What you will do: Please work out the number of lines in the following material that include "below", and reply with only that number.

▶

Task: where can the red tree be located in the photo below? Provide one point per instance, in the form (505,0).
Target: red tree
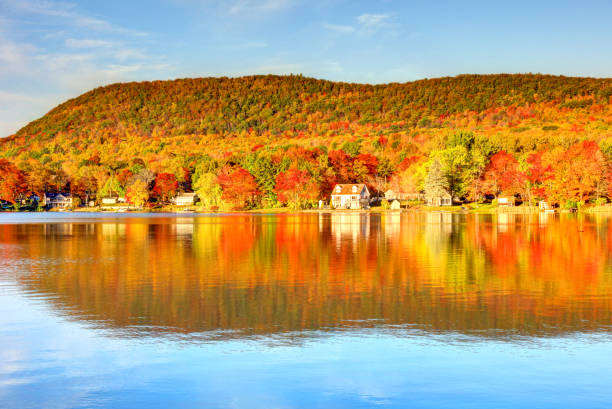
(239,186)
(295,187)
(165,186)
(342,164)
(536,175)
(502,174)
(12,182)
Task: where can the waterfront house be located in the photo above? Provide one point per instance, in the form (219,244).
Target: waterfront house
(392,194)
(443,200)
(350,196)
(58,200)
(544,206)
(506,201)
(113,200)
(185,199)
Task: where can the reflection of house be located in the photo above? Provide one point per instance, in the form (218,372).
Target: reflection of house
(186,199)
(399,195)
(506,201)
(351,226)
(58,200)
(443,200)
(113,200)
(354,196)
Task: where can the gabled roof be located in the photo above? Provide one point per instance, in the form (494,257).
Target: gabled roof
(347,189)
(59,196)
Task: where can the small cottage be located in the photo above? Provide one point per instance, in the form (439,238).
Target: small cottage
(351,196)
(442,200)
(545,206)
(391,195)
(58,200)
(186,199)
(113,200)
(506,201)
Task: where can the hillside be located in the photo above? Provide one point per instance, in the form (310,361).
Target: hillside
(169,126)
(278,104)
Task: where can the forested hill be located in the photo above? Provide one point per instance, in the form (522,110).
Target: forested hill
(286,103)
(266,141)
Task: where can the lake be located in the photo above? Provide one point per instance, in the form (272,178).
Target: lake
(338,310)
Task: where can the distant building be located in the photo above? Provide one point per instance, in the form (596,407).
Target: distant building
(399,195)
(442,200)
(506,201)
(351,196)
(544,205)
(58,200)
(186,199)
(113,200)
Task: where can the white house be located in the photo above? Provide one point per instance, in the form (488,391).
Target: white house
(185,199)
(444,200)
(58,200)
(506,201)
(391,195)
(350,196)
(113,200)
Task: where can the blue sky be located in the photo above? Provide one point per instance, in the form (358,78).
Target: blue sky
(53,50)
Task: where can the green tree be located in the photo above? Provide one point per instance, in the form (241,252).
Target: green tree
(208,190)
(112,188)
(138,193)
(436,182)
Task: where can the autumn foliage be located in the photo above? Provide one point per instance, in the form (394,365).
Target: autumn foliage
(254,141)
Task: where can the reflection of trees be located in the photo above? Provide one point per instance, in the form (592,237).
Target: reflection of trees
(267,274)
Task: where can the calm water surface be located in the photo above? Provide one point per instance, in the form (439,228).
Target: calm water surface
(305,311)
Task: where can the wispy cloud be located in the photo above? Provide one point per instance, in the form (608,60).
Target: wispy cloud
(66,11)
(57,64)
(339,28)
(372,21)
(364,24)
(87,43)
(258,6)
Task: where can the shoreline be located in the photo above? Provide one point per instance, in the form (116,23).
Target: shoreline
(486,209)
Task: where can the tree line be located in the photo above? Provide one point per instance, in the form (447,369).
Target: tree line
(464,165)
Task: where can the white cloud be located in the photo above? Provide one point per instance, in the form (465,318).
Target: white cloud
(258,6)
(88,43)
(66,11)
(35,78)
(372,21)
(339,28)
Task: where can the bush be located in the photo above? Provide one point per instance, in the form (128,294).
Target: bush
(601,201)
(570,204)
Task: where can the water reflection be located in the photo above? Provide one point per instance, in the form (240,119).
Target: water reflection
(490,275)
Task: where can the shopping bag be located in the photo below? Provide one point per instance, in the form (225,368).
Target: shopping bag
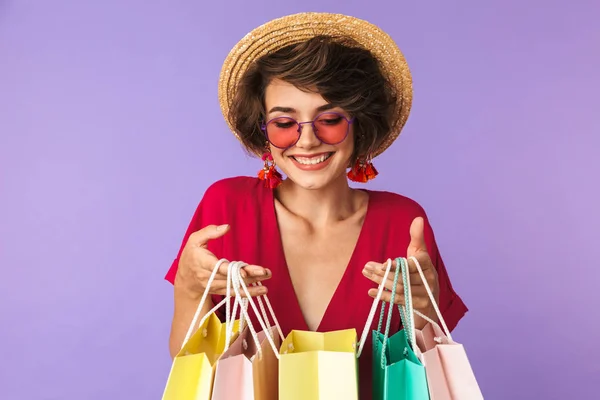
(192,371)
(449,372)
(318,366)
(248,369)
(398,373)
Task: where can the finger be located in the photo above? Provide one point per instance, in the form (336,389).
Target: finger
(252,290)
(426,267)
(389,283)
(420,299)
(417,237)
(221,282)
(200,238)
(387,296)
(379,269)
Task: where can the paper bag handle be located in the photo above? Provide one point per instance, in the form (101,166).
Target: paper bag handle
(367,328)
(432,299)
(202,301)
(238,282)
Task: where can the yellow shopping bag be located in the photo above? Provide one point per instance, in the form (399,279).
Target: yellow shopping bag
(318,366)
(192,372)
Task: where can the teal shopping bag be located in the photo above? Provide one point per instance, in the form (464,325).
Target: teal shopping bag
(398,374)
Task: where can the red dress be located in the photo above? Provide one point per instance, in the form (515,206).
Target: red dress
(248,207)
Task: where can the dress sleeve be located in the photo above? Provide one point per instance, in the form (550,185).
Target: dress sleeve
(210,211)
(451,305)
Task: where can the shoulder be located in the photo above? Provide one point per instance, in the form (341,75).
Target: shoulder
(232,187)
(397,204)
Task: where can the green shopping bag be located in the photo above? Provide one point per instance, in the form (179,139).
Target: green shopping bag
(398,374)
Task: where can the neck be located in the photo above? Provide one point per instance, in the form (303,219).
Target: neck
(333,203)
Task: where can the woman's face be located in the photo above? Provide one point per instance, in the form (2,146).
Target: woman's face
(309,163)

◀

Response to the task: 2